Write out, unchanged, the lines from the one holding "--fill-rule=evenodd" to the close of the listing. Both the first and last lines belong in it.
***
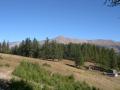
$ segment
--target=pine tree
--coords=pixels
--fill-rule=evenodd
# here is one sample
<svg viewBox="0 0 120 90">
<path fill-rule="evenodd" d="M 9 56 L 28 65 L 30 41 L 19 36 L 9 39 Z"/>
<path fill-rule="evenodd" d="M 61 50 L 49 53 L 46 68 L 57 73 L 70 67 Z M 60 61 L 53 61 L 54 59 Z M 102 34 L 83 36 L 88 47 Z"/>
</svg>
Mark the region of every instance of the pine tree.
***
## YOUR RESPONSE
--fill-rule=evenodd
# here is one sample
<svg viewBox="0 0 120 90">
<path fill-rule="evenodd" d="M 9 56 L 28 65 L 30 41 L 19 36 L 9 39 Z"/>
<path fill-rule="evenodd" d="M 61 50 L 49 53 L 46 68 L 57 73 L 70 67 Z M 60 61 L 53 61 L 54 59 Z M 102 34 L 83 36 L 88 47 Z"/>
</svg>
Mark the region of every instance of the pine tree.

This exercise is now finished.